_ОТРЫВОК:_
==================================================

Мотив обнаружения того, что скрыто под поверхностью, – ведущий также в эпистолярном творчестве Айзольдт. Так, в своем первом письме к Гофмансталю она пишет:

Вот, в течение нескольких месяцев Вы писали моей пылающей жизнью – из моей крови Вы воссоздали дикие сны, какие только было возможно – а я жила тут, ничего этого не ощущая и думая о Вас только в веселые, яркие часы – беспечно ожидая того события, которое Вы бы мне преподнесли. <…> А Вы тем временем, вдали от меня, пригласили к себе в гости и теперь отсылаете ко мне всю дикую боль, все давешние времена – все смятения, которые когда-либо сотрясали мое слабое тело – все мое бесконечно кровоточащее желание. Я принимаю все это обратно – я страшно испугана – я ужасаюсь. Я защищаюсь – я боюсь (Eysoldt & Hofmannsthal 1996: 9).

Еще более прямолинейна Айзольдт в письме к Герману Бару:

Сегодня ночью я написала Гуго фон Гофмансталю. Я прочитала его «Электру». Я воспринимаю ее как насилие надо мной – как если бы кто-то прожил жизнь с моим вторым «я». <…>

Сегодня утром я еще вся разбита – едва проснувшись, я уже почувствовала, что ночью что-то произошло в моей душе, что-то, что враждебным – и раздраженным образом настроено против всего моего спокойствия, всего того – чем я, играючи, воздействую на жизнь во мне и вокруг меня. <…> – Вы ведь не знаете, Герман Бар, как я страдаю, когда кто-то меня хочет и находит – я хотела бы все время лишь скользить по людям, чтобы они меня не касались, и там, где мне нравится, – я отдыхаю от себя, и тогда я сплю – я боюсь любого громкого призыва – таковой я отталкиваю всеми силами, когда я просыпаюсь, я разрушаю себя16.

Какой потрясающий диагноз своей собственной жизни! Именно в этом контексте можно по достоинству оценить акт осознания того, что обнаружил автор «Электры» («Я принимаю все это обратно…»). Но что, в сущности, было обнаружено?

В одном из своих позднейших писем к Бару (с которым, как представляется, она вошла в более близкие отношения, чем с Гофмансталем) Айзольдт пишет о чем-то таком, в чем, как она сама отмечает, она не решается признаться больше никому, объясняя причину: «как если бы этим я совершала бестактность, как если бы я подслушивала у закрытых дверей».

==================================================

Записи набора данных
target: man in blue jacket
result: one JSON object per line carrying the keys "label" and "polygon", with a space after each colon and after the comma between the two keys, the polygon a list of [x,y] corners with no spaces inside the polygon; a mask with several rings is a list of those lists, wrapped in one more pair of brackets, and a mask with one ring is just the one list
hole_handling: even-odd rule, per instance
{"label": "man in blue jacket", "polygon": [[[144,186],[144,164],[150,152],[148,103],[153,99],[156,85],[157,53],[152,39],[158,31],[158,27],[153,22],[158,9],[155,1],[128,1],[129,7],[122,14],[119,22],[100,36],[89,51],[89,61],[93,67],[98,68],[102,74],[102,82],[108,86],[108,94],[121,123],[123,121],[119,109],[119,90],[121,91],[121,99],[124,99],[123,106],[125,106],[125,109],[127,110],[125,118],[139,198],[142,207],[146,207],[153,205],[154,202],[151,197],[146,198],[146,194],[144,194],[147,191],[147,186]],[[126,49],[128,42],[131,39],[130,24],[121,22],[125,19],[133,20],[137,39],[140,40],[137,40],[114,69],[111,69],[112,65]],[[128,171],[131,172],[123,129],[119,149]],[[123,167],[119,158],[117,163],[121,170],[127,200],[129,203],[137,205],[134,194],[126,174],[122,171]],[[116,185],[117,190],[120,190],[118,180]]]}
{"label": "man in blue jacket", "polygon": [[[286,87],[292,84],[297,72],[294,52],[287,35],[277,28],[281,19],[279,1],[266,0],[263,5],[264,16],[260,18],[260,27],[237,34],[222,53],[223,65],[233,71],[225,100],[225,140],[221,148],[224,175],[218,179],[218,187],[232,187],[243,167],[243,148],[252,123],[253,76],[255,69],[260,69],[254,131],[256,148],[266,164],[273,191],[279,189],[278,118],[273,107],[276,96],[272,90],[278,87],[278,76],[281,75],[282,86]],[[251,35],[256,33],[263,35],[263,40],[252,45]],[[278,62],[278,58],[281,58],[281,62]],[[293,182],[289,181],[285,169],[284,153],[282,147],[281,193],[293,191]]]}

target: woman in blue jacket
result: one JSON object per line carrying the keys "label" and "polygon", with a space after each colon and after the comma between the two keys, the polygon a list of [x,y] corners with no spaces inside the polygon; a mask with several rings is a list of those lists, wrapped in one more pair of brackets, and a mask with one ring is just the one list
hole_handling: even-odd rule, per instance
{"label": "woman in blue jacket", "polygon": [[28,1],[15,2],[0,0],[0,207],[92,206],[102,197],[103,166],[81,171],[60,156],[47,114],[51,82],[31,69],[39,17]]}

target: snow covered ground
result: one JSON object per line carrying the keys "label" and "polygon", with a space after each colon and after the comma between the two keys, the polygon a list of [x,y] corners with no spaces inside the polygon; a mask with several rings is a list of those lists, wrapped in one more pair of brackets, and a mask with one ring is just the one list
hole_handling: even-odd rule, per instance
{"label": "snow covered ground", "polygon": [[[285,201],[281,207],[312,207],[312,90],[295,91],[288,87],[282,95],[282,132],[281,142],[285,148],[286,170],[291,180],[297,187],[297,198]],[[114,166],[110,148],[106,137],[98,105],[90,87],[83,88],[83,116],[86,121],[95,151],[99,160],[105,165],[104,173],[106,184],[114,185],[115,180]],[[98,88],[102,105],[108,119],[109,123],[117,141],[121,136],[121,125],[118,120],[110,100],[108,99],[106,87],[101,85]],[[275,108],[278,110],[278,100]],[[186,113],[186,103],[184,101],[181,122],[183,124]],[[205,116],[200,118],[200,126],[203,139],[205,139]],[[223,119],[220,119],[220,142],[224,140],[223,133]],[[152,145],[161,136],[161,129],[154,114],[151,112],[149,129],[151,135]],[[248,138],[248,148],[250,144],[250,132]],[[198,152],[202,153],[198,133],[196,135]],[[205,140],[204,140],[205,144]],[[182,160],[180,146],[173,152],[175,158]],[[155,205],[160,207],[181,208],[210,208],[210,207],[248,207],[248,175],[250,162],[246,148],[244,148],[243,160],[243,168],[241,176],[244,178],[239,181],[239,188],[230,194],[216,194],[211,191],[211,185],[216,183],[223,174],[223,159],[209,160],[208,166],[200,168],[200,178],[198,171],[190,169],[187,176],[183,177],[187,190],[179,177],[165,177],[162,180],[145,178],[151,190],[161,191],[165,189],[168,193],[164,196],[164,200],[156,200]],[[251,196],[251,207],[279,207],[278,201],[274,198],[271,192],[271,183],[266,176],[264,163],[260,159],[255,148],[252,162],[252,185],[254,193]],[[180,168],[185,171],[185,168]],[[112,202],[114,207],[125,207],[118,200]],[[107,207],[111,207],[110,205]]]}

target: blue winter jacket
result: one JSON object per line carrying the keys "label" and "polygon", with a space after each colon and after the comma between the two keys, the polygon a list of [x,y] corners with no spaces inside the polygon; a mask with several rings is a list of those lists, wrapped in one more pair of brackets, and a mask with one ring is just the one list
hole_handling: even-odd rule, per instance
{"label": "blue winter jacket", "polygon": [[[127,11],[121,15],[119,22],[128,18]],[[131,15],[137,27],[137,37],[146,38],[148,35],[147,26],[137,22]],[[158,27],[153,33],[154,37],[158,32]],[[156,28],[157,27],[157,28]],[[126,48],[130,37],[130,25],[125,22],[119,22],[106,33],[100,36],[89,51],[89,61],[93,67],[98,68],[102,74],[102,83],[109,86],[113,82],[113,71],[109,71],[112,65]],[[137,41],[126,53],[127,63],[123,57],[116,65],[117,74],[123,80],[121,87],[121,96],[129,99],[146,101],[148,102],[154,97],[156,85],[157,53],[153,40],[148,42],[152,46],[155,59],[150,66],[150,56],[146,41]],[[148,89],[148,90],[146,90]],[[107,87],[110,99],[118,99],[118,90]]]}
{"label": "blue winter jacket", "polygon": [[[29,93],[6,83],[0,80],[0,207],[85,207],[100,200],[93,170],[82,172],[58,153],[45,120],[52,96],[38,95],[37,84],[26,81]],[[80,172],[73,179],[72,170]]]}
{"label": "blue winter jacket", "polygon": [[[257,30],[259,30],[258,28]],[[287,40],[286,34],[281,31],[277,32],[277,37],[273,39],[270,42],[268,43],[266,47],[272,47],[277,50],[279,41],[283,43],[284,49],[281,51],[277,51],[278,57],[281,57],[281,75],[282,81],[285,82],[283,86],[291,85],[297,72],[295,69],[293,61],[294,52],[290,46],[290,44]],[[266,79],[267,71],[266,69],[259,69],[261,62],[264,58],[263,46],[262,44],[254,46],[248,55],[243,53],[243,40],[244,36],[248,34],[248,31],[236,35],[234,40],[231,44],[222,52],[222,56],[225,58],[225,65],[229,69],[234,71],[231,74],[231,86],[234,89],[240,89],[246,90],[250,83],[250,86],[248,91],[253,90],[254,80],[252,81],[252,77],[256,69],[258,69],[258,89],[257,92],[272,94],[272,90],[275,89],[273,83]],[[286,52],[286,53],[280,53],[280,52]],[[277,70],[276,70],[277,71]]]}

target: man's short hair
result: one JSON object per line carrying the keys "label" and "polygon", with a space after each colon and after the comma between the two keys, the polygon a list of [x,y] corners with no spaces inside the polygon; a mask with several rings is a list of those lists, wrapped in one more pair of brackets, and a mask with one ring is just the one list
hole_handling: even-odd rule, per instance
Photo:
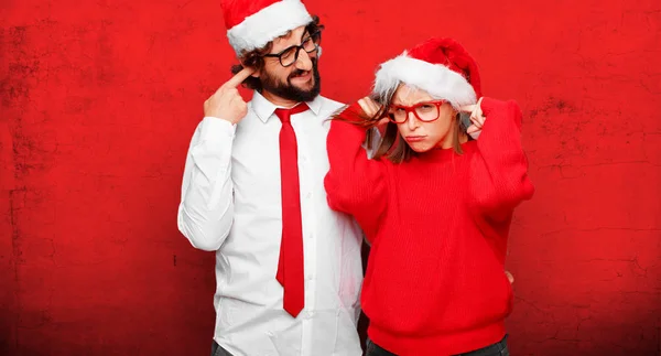
{"label": "man's short hair", "polygon": [[[305,31],[307,33],[315,33],[317,31],[324,30],[324,25],[319,22],[319,18],[317,15],[312,17],[312,22],[305,25]],[[289,34],[289,33],[288,33]],[[285,34],[286,35],[286,34]],[[239,58],[242,64],[235,64],[231,66],[231,73],[237,74],[243,69],[243,66],[253,67],[256,71],[261,71],[264,67],[264,54],[269,54],[273,47],[273,41],[267,43],[262,48],[253,50],[250,52],[243,52],[241,57]],[[262,85],[260,78],[256,78],[253,76],[249,76],[246,80],[243,80],[243,86],[256,90],[258,93],[262,91]]]}

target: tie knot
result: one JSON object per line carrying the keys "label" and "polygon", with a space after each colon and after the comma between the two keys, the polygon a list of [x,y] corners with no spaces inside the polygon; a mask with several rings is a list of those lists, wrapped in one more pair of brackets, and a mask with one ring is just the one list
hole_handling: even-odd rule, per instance
{"label": "tie knot", "polygon": [[306,111],[307,109],[310,109],[307,107],[307,104],[301,103],[291,109],[278,108],[275,109],[275,115],[280,118],[280,121],[284,123],[290,122],[290,118],[292,117],[292,115],[301,114],[303,111]]}

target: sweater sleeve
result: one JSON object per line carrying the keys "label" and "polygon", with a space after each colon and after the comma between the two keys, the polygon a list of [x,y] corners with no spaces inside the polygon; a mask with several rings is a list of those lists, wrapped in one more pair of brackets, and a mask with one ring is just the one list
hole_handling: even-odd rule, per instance
{"label": "sweater sleeve", "polygon": [[487,119],[472,163],[470,192],[483,214],[505,219],[534,193],[521,145],[521,109],[514,101],[490,98],[483,99],[481,109]]}
{"label": "sweater sleeve", "polygon": [[330,169],[324,179],[328,206],[353,215],[368,238],[378,228],[388,202],[386,166],[380,160],[368,159],[362,147],[366,129],[351,122],[360,107],[354,105],[334,119],[327,138]]}

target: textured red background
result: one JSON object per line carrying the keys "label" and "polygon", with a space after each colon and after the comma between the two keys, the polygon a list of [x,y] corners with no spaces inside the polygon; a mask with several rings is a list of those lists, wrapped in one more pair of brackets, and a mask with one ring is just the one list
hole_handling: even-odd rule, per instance
{"label": "textured red background", "polygon": [[[661,4],[307,0],[323,93],[431,35],[517,99],[537,186],[513,223],[512,355],[659,355]],[[0,3],[0,354],[207,355],[214,258],[176,230],[218,0]],[[256,149],[259,143],[256,142]],[[319,355],[323,356],[323,355]]]}

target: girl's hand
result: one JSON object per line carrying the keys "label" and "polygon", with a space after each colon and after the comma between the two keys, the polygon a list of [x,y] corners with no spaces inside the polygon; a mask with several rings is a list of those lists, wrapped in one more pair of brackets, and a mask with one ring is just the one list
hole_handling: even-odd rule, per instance
{"label": "girl's hand", "polygon": [[466,133],[470,134],[474,139],[477,139],[481,131],[485,120],[487,119],[481,110],[481,98],[477,100],[476,105],[466,105],[459,108],[463,112],[470,112],[470,125],[466,130]]}

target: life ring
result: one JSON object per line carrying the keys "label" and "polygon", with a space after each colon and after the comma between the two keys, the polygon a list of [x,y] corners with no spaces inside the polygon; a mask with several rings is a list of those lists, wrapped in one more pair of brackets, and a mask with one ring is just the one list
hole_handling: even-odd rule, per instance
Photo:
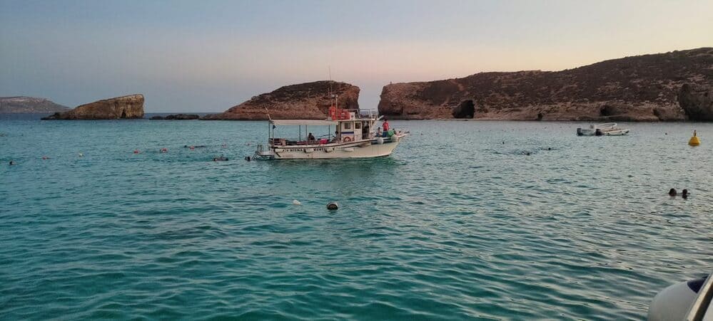
{"label": "life ring", "polygon": [[337,107],[334,105],[329,107],[329,117],[332,118],[332,120],[337,120]]}

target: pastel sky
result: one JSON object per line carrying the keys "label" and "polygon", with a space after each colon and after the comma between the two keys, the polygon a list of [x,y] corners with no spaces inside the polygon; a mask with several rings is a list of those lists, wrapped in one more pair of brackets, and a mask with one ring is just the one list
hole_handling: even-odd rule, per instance
{"label": "pastel sky", "polygon": [[0,96],[219,112],[331,68],[375,108],[390,82],[703,46],[710,0],[0,0]]}

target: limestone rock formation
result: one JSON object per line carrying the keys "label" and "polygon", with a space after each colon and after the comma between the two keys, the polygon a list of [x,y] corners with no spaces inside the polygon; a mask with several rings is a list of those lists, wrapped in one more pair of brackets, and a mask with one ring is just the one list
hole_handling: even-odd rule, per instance
{"label": "limestone rock formation", "polygon": [[143,117],[143,95],[130,95],[105,99],[81,106],[43,120],[115,120]]}
{"label": "limestone rock formation", "polygon": [[713,122],[713,87],[684,84],[678,102],[691,120]]}
{"label": "limestone rock formation", "polygon": [[69,107],[45,98],[34,97],[0,97],[0,114],[49,114],[69,110]]}
{"label": "limestone rock formation", "polygon": [[204,116],[208,120],[263,120],[268,112],[273,120],[323,120],[333,99],[331,92],[338,95],[338,107],[359,108],[359,88],[346,83],[330,80],[315,81],[280,87],[271,93],[253,97],[221,114]]}
{"label": "limestone rock formation", "polygon": [[463,104],[472,101],[475,118],[483,120],[685,120],[677,98],[684,83],[713,87],[713,48],[627,57],[555,72],[480,73],[395,83],[383,88],[379,111],[390,119],[454,118],[463,116]]}
{"label": "limestone rock formation", "polygon": [[196,114],[176,114],[176,115],[169,115],[166,117],[153,116],[149,119],[151,120],[197,120],[201,116],[198,116]]}
{"label": "limestone rock formation", "polygon": [[475,105],[471,100],[463,100],[453,108],[453,118],[472,118],[475,115]]}

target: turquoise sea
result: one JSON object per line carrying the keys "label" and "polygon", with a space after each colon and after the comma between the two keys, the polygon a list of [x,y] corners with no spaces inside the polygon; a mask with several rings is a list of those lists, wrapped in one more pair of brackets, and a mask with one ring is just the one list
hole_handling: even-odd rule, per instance
{"label": "turquoise sea", "polygon": [[641,320],[713,268],[713,124],[391,125],[248,162],[265,122],[0,119],[0,319]]}

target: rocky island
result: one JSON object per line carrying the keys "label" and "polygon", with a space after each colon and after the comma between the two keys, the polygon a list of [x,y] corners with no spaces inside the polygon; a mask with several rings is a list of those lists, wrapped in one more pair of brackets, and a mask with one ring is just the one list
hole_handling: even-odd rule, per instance
{"label": "rocky island", "polygon": [[69,107],[46,98],[0,97],[0,114],[49,114],[69,110]]}
{"label": "rocky island", "polygon": [[64,112],[43,117],[55,120],[115,120],[143,117],[143,95],[140,94],[98,100]]}
{"label": "rocky island", "polygon": [[359,88],[346,83],[315,81],[280,87],[255,96],[221,114],[208,115],[206,120],[323,120],[332,105],[330,93],[338,95],[340,108],[359,108]]}
{"label": "rocky island", "polygon": [[480,73],[383,88],[389,118],[713,120],[713,48],[613,59],[561,71]]}

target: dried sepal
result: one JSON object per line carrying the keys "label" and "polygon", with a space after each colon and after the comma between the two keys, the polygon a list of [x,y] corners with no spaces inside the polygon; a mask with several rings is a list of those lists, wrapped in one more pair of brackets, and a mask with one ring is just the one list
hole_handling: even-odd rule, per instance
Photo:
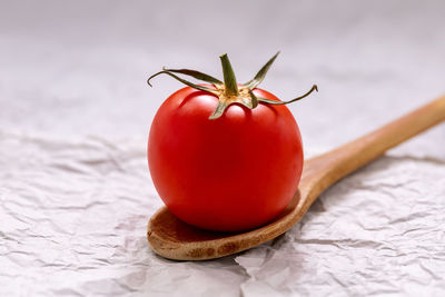
{"label": "dried sepal", "polygon": [[261,69],[259,69],[258,73],[255,76],[254,79],[244,83],[244,87],[246,87],[250,90],[258,87],[258,85],[261,83],[261,81],[265,79],[267,71],[269,71],[270,66],[274,63],[274,61],[278,57],[278,55],[279,55],[279,51],[277,53],[275,53],[275,56],[271,57],[270,60],[268,60],[267,63],[265,63],[265,66],[261,67]]}

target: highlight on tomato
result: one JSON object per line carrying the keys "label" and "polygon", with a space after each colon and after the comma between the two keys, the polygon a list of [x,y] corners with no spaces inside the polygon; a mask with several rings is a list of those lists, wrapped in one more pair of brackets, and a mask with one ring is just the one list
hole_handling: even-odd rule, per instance
{"label": "highlight on tomato", "polygon": [[[227,55],[224,81],[190,69],[166,69],[187,87],[160,106],[148,138],[148,165],[168,210],[208,230],[245,231],[278,216],[297,191],[303,143],[287,103],[257,88],[275,55],[246,83],[237,83]],[[204,83],[192,83],[184,75]]]}

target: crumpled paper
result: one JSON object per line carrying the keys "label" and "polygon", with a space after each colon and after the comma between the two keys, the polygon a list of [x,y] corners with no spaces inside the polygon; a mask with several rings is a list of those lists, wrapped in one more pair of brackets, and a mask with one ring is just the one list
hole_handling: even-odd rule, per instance
{"label": "crumpled paper", "polygon": [[248,251],[171,261],[146,240],[148,127],[181,87],[150,73],[220,78],[228,52],[243,82],[280,49],[261,87],[319,87],[289,106],[308,158],[444,92],[443,1],[3,2],[0,296],[445,295],[444,123]]}
{"label": "crumpled paper", "polygon": [[156,256],[139,142],[0,133],[1,296],[439,296],[445,161],[385,156],[285,235],[202,263]]}

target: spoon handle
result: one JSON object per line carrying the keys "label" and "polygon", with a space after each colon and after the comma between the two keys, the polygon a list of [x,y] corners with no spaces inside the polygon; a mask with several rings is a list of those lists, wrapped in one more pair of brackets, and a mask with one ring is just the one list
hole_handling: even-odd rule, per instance
{"label": "spoon handle", "polygon": [[[382,128],[307,161],[300,185],[310,205],[326,188],[386,150],[445,120],[445,96]],[[309,165],[310,164],[310,165]]]}

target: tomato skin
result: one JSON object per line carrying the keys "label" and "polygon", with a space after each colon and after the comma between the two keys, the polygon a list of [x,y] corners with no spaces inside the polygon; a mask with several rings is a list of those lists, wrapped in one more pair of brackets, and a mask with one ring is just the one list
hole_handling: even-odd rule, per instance
{"label": "tomato skin", "polygon": [[[278,100],[255,89],[257,97]],[[276,217],[295,195],[303,170],[297,122],[286,106],[218,103],[190,87],[159,108],[148,140],[155,187],[179,219],[199,228],[240,231]]]}

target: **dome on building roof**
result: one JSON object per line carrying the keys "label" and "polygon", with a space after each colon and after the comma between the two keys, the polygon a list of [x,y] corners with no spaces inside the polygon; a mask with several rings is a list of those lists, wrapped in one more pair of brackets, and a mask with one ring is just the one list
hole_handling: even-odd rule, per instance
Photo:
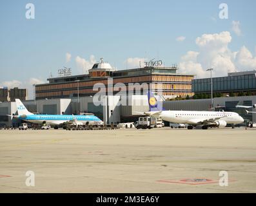
{"label": "dome on building roof", "polygon": [[94,64],[92,69],[113,70],[110,64],[103,61],[103,58],[101,58],[100,62]]}

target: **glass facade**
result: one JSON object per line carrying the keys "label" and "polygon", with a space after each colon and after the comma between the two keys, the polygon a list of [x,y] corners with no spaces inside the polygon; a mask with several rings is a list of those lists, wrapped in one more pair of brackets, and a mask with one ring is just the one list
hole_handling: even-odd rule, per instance
{"label": "glass facade", "polygon": [[[215,77],[212,79],[214,92],[230,92],[242,91],[256,91],[255,74]],[[210,78],[193,79],[192,91],[197,93],[210,93]]]}

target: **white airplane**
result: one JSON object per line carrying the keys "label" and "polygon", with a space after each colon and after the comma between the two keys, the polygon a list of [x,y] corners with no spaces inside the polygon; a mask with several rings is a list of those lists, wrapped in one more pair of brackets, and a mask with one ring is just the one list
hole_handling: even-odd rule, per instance
{"label": "white airplane", "polygon": [[[242,106],[242,105],[237,105],[235,106],[237,108],[244,108],[244,109],[250,109],[250,108],[256,108],[256,104],[253,104],[253,106]],[[256,113],[256,111],[249,111],[247,109],[245,110],[246,113]]]}
{"label": "white airplane", "polygon": [[228,124],[236,124],[244,122],[244,119],[237,113],[201,111],[162,111],[152,92],[148,93],[150,111],[147,115],[161,118],[172,123],[188,124],[188,129],[202,126],[202,129],[210,127],[225,127]]}
{"label": "white airplane", "polygon": [[[22,120],[35,124],[48,123],[55,126],[54,129],[57,129],[59,124],[64,123],[72,124],[103,124],[103,121],[97,117],[89,115],[34,115],[28,111],[21,101],[16,98],[16,107],[18,115],[12,116]],[[11,115],[8,115],[11,116]],[[78,122],[78,123],[77,123]]]}

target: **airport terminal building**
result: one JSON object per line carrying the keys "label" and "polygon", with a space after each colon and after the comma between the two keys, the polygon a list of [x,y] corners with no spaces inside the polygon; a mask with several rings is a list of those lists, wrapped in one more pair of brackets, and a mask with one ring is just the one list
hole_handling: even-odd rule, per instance
{"label": "airport terminal building", "polygon": [[[192,80],[194,75],[177,73],[175,66],[165,67],[159,62],[148,62],[143,68],[115,70],[101,59],[89,70],[89,74],[50,78],[47,79],[48,83],[36,85],[36,99],[92,96],[97,92],[93,89],[97,83],[102,83],[106,88],[121,83],[130,93],[135,93],[135,91],[129,91],[129,84],[146,84],[156,95],[157,88],[155,85],[162,84],[161,91],[164,96],[193,95]],[[113,91],[113,94],[117,92]]]}
{"label": "airport terminal building", "polygon": [[[251,92],[256,95],[256,71],[228,73],[227,77],[212,78],[213,91],[228,95],[230,93]],[[210,93],[211,79],[192,80],[192,91],[195,94]]]}

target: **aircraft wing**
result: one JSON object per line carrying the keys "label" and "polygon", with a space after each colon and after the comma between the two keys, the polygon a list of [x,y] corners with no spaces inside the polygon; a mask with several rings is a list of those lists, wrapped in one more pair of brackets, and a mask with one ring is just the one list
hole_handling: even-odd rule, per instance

==================================================

_КРАТКОЕ ЗАДАНИЕ:_ Напишите продолжение отрывка о письмах Айзольдт, начав сразу после его последнего предложения.

_ВАШ ОТВЕТ:_
Однако за этими закрытыми дверями находится ее собственный чувственный опыт, о котором говорится как о чем-то, что невообразимо трудно принять: Айзольдт использует слово «Ehrfurcht» – «священный ужас», – чтобы описать, что чувствует, «когда полностью открывается тело»; она признается: «Я блаженней в чувственности, чем тысяча других людей, и, пожалуй, также одержимее других». В конце концов Айзольдт замечает, что «тупая толпа», конечно, назвала бы все это «извращением» и что ее это до глубины души потрясает и удивляет: «Во мне миллионы свобод – и моя игра с ними – это искусство и способ творческого существования – если бы только кто знал, как тяжело выносить эти страсти»17.

«Миллионы свобод»

Тут надо сказать несколько слов вообще о переписке Айзольдт с Баром: она начинается для Айзольдт признаниями, которые выглядят как признания в любви или по крайней мере в сильном увлечении адресатом и в которых, пожалуй, нет ничего необычного. Однако то, что за этим следует, довольно неожиданно. Айзольдт постепенно посвящает своего корреспондента в нюансы своей сексуальности. Во всяком случае ясно, что он не должен был чувствовать себя ее единственным избранником. В своих письмах Айзольдт и говорит о любовной тоске по Бару, и в то же время ссылается на свою связь с Эдмундом Рейнхардтом (пишет о ней как о некоем фоне своей жизни, известном окружению, – называет своего партнера неким домашним именем, которое, скорее всего, было известно в театральной среде – das Menschenkind, «дитя человеческое»). После же немалого числа страниц, живописующих уникальность чувств, испытываемых актрисой к Бару, она может упомянуть Гофмансталя и подытожить: «Я о Вас двоих все время думаю одинаково»18. В другой раз она представляет свое отношение к Гофмансталю как нечто совершенно отличное от того, что чувствует к Бару: «Я не думаю, что его воспринимаю как женщина – у меня к нему такое красивое мальчишечье чувство симпатии»19. В более позднем письме (12 октября 1904 года), после некоторых колебаний, Айзольдт рассказывает историю своей любви к некой женщине: это было десять лет назад и «не сбылось», осталось «недостижимым»20 – загадкой, которую она начинает понимать только сейчас. Сравнивая эти письма с другой сохранившейся корреспонденцией Айзольдт, можно предположить, что она избрала Бара своим наперсником в вопросах, которые она не решалась артикулировать – не только перед другими людьми, но, может быть, до «Электры» даже перед самой собой.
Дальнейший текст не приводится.